Task directions
Locate the word "white" in the data below, then copy every line that holds it.

Extracted entries
-- -- --

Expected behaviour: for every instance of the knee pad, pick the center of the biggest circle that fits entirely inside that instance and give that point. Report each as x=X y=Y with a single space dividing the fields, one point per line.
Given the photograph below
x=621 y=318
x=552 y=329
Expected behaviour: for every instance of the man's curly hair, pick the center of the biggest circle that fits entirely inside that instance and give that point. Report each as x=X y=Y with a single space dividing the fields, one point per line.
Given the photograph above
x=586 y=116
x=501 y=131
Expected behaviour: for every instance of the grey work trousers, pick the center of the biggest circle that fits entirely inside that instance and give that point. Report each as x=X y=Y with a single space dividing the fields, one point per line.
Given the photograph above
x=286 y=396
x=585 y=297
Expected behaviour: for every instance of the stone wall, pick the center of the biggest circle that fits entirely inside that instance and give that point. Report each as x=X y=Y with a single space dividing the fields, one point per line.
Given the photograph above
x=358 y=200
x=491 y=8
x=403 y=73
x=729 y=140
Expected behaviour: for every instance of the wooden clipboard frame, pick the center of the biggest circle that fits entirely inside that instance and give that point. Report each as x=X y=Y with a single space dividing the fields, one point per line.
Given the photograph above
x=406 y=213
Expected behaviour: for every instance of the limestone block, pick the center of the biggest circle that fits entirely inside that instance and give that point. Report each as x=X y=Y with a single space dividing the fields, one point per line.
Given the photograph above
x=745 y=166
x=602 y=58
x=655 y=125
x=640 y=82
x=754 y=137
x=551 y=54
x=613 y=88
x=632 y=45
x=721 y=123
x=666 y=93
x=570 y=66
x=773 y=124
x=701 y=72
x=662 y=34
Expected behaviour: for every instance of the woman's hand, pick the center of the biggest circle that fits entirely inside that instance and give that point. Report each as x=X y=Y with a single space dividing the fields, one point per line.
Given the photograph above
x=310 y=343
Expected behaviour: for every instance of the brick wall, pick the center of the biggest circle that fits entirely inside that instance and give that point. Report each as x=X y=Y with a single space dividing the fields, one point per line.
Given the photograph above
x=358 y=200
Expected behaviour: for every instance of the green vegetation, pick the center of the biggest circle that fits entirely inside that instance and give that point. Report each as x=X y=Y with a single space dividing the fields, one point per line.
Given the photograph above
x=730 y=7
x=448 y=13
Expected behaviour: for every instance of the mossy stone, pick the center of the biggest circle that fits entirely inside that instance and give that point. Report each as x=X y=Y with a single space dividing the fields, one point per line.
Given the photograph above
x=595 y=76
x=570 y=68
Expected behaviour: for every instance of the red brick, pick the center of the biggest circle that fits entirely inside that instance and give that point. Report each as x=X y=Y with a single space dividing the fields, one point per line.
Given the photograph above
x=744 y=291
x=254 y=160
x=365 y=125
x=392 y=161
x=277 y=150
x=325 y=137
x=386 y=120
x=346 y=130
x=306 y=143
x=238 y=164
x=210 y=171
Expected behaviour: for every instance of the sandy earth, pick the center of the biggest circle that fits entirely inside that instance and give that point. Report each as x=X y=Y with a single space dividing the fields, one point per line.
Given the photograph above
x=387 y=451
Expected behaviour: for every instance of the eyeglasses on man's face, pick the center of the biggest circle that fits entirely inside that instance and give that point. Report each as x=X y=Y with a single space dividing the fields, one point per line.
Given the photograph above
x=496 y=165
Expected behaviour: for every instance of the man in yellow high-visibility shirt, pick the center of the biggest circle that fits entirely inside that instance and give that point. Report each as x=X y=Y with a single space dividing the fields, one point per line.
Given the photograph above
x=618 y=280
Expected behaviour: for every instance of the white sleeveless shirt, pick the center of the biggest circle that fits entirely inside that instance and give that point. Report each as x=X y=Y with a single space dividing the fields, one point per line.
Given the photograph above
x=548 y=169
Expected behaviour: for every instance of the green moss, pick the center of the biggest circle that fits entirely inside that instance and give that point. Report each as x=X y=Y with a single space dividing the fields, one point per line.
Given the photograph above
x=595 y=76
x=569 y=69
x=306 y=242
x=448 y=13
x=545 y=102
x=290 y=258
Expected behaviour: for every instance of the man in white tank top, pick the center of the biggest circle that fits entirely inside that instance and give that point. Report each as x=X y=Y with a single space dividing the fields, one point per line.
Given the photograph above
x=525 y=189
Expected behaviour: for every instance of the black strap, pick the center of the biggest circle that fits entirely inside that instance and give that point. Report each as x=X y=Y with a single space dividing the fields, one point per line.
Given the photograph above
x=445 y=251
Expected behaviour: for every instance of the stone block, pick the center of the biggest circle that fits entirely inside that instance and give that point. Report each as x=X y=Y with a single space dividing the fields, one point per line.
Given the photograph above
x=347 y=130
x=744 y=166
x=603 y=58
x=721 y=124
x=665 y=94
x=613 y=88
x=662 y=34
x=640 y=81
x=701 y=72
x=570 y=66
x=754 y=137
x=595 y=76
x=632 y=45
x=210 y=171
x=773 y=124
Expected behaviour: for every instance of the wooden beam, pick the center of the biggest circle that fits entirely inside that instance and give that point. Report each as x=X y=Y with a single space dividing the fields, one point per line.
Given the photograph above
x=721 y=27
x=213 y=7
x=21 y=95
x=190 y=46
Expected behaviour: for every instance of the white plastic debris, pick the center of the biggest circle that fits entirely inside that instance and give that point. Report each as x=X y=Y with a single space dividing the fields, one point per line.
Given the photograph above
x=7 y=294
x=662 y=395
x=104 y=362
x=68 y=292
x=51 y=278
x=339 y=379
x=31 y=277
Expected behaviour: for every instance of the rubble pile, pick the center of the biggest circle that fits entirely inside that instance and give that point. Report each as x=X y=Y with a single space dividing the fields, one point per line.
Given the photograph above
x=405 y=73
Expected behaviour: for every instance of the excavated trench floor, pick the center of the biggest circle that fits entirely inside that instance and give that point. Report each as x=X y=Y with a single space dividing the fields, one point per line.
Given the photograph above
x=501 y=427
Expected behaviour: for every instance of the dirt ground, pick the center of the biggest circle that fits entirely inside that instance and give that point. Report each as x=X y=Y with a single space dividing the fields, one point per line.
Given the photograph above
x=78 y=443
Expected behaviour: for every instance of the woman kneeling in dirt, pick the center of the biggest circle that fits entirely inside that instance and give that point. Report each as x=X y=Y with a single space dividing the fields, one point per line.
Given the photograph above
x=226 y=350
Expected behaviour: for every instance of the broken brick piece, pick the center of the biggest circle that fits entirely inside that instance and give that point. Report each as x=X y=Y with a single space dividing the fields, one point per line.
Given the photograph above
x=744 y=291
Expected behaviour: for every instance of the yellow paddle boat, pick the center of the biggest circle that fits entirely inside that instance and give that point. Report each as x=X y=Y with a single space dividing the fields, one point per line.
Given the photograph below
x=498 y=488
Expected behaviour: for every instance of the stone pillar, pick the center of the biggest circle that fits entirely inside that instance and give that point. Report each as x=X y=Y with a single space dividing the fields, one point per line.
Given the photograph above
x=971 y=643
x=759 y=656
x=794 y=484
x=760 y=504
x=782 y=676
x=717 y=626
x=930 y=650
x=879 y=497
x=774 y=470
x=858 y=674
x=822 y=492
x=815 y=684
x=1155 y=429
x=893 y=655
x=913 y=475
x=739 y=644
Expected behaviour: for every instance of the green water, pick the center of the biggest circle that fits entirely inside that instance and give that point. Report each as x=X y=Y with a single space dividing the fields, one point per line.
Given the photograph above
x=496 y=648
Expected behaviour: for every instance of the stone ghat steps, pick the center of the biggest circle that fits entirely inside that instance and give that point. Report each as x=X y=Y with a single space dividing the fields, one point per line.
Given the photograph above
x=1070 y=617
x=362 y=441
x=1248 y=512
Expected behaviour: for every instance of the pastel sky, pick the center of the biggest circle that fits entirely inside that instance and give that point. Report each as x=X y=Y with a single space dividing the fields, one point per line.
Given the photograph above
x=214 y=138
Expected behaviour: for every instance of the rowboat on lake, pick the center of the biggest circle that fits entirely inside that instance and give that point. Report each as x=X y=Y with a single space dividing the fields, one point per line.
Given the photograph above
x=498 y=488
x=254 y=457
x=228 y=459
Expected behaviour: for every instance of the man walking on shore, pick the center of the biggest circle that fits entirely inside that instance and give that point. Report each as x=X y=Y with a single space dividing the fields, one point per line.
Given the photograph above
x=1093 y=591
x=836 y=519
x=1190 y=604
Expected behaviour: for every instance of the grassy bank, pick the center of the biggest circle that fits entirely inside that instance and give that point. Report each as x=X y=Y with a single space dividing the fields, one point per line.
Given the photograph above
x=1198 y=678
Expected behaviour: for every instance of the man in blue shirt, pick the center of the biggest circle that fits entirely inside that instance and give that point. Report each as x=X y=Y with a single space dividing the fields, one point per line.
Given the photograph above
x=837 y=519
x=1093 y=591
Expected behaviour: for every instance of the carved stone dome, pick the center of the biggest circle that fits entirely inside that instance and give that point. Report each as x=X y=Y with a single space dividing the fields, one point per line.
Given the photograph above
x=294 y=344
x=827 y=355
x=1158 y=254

-- -- --

Response area
Expected behaviour: for every instance of the white sleeveless shirt, pick the center of the biggest circle that fits entirely inside that instance and give that point. Report each as x=X y=Y with a single space dividing the fields, one point per line.
Expected behaviour: for every instance of the man in white tank top, pick the center of the biggest circle that fits entirely inside that instance and give that point. Report each as x=X y=Y with a single space dividing the fields, one point per line.
Expected behaviour: for every instance of the white plastic debris, pick the center of the biggest circle that fits entirely inside that instance and give that point. Report each as x=X y=Y with a single space dividing the fields, one point per line.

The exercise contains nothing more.